Everyone knows that drug dealers prey on children, starting them out on small amounts before eventually hooking them for life. That’s how it was with me and the big C. I’m not talking about cocaine. I’m talking about the hard stuff—chocolate. The dealer, in this case, was my Aunt Betty, a smooth operator who chain-smoked Benson & Hedges and showed up at our house in Wynnewood every Saturday with a quarter-pound of break-up milk chocolate.
It came in a shiny, black box from Baracini’s, a Center City confectionary that has gone the way of the streetcar, the automat and the 10-cent phone call. Each irregularly shaped piece was 2 inches thick with jagged edges, as if it had been broken with a sledgehammer.
“Don’t bite it; you’ll break your teeth,” Aunt Betty warned.
I waited till she walked away before sinking my teeth into the biggest piece, marveling at how it resisted then slowly yielded to a creaminess that transported me to a state of bliss. My eyes glazed over, my heart raced; I had to have more. I was a 7-year-old junkie with a habit that could not be “fixed” with a cardboard-thin Hershey bar.
As fate would have it, my family owned a pharmacy, giving me unlimited access to every candy bar imaginable. Almond Joy, Chunky, Milky Way. You name it, I could get it—which subsidized my popularity through middle school, where I left a trail of Junior Mints and Sno-Caps in my wake. My first year in college, I never saw the inside of the cafeteria, only my reflection in the mirror of a vending machine that dispensed Nestle Crunch bars.
Addicts tend to seek employment in places where their habits can be satiated without calling attention to themselves. One bright November day, I walked into Maron’s Chocolates near Rittenhouse Square and filled out an application. I said I was a college student looking for work during the holidays. True enough. But if the manager had paid closer attention, she would’ve noticed my rapid eye movements and belabored breathing. Chocolate-covered apricots, Jordan almonds, truffles, pretzels, raspberry creams—all within reach.
“Let me see your hands,” she said.
I held them out for her inspection, pale and trembling.
“You have chocolate hands.”
The manager, a potato-shaped woman with her hair in a net, explained that one must have cool hands to work with chocolate. Apparently, my chronically cold hands were an occupational asset. The shop did a brisk business. There were three of us: the manager, myself and a teenage girl who was either stoned or practicing self-hypnosis.
One day, the manager disappeared mysteriously and insisted that neither of us leave our posts until she returned. Lunchtime came and went. I felt faint. But, hey, who goes hungry in a candy shop? Between customers, I nibbled my way along the counter, from marzipan to double-dipped chocolate creams and back again. I was going for a personal best when a beefy paw grabbed my arm.
“Put that back, Missy.”
It was the manager, her face the color of raw hamburger. I was going to put the truffle back when I had a better idea. I popped it into my mouth. It was the sanitary thing to do. After all, I’d touched it.
These days, the FDA proclaims chocolate to be a key ingredient in a heart-healthy diet, and medical research shows that eating chocolate releases the feel-good drug in our brains (as if I didn’t know).
Meanwhile, Hershey has jumped on the bandwagon with “antioxidant” milk chocolate bars. The fine print says, “Enjoy in moderation.”
Isn’t that the same warning they have in beer ads?
Stacia Friedman is Main Line Today’s Living Well editor.

### GIVEN DATA
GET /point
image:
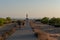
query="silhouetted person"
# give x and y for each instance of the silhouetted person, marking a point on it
(19, 23)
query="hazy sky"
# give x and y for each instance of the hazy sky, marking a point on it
(34, 8)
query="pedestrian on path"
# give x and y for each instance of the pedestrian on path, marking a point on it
(19, 23)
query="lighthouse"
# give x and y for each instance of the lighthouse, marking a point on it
(27, 16)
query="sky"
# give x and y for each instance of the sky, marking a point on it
(34, 8)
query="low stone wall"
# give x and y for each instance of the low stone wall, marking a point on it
(41, 35)
(7, 30)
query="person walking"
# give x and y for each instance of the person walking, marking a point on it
(19, 23)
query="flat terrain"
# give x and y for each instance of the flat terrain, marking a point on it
(24, 33)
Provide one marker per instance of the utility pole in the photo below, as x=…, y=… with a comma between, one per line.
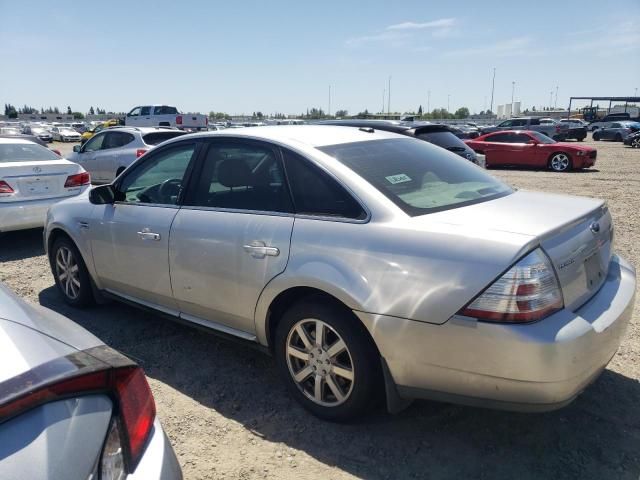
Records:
x=513, y=90
x=493, y=85
x=389, y=98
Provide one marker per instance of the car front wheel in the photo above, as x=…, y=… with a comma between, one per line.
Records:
x=70, y=273
x=327, y=360
x=560, y=162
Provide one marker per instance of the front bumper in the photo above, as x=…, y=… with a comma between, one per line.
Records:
x=26, y=214
x=159, y=461
x=531, y=367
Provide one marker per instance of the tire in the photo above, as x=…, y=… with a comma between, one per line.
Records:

### TASK DESCRIPTION
Quote the passage of the chocolate essay starting with "It was the manager, her" and going on through "in beer ads?". The items are drawn from a separate source.

### ANSWER
It was the manager, her face the color of raw hamburger. I was going to put the truffle back when I had a better idea. I popped it into my mouth. It was the sanitary thing to do. After all, I’d touched it.
These days, the FDA proclaims chocolate to be a key ingredient in a heart-healthy diet, and medical research shows that eating chocolate releases the feel-good drug in our brains (as if I didn’t know).
Meanwhile, Hershey has jumped on the bandwagon with “antioxidant” milk chocolate bars. The fine print says, “Enjoy in moderation.”
Isn’t that the same warning they have in beer ads?